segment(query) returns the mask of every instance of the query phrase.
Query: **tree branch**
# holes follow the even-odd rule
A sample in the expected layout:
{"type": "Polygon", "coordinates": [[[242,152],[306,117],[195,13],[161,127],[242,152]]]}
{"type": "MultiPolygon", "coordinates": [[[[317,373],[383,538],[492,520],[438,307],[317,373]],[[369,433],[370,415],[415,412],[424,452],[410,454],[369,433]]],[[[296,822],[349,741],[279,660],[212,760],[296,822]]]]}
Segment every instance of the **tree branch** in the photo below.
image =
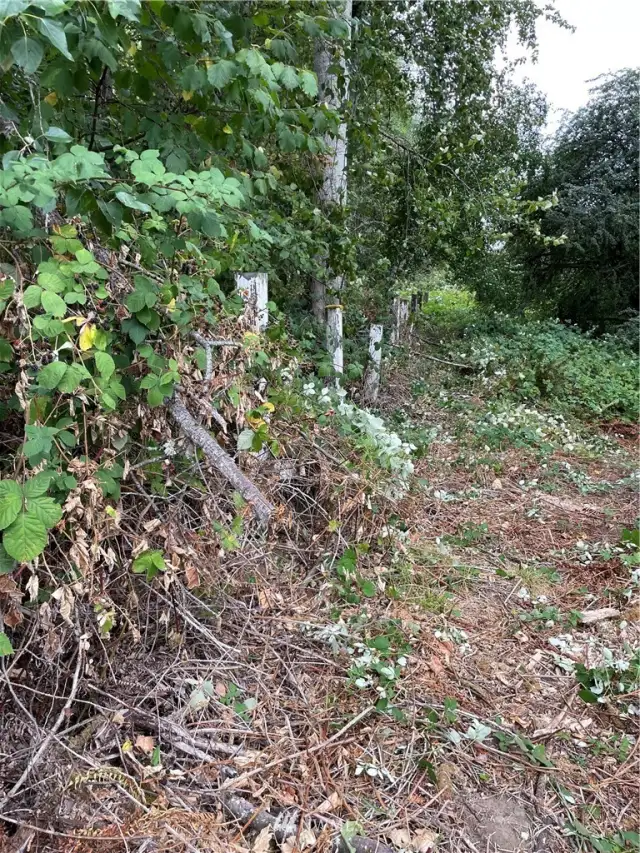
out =
{"type": "Polygon", "coordinates": [[[258,487],[242,473],[207,430],[196,423],[181,400],[174,397],[169,403],[169,411],[187,438],[203,451],[213,467],[251,504],[258,521],[267,524],[275,509],[273,504],[269,503],[258,487]]]}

Task to complete:
Rewrite the data above as a JSON list of strings, one string per line, skipping blank lines and leaving out the pictures.

Answer to this problem:
[
  "segment(query) returns the mask of every instance of the query phrase.",
  "Query: **tree branch**",
  "# holes follow the even-odd rule",
  "A sample in the expected layout:",
  "{\"type\": \"Polygon\", \"coordinates\": [[[242,152],[306,117],[195,13],[161,127],[242,152]]]}",
  "{\"type\": \"MultiPolygon\", \"coordinates\": [[[[317,373],[383,538],[492,520],[438,307],[317,373]],[[369,433],[370,415],[415,412],[424,452],[410,454],[369,433]]],[[[296,822],[349,741],[279,660],[212,760],[296,822]]]]}",
  "Segment every instance of the **tree branch** in the photo below.",
  "image =",
  "out =",
  "{\"type\": \"Polygon\", \"coordinates\": [[[258,487],[242,473],[207,430],[196,423],[181,400],[174,397],[169,403],[169,411],[187,438],[203,451],[213,467],[251,504],[258,521],[267,524],[275,509],[273,504],[269,503],[258,487]]]}"
]